> **Work instructions**
Can you transcribe the lines below character for character, changing nothing?

> **Items**
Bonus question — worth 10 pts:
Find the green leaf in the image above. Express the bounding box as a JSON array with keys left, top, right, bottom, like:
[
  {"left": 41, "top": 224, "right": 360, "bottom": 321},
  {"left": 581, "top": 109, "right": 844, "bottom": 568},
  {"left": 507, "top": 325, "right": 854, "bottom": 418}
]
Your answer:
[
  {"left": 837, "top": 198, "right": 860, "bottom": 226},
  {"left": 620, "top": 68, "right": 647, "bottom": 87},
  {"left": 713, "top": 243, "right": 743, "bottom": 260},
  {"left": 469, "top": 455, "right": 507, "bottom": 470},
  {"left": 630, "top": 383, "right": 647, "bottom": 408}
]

> **Full answer**
Bonus question — worth 10 pts:
Find the green leaf in the image above. Express the bounding box as a JSON array with keys left, top, right, bottom, like:
[
  {"left": 41, "top": 224, "right": 360, "bottom": 321},
  {"left": 581, "top": 109, "right": 844, "bottom": 568},
  {"left": 507, "top": 325, "right": 854, "bottom": 418}
]
Your answer:
[
  {"left": 837, "top": 198, "right": 860, "bottom": 226},
  {"left": 620, "top": 68, "right": 647, "bottom": 87},
  {"left": 713, "top": 243, "right": 743, "bottom": 260},
  {"left": 469, "top": 455, "right": 507, "bottom": 470},
  {"left": 630, "top": 383, "right": 647, "bottom": 408}
]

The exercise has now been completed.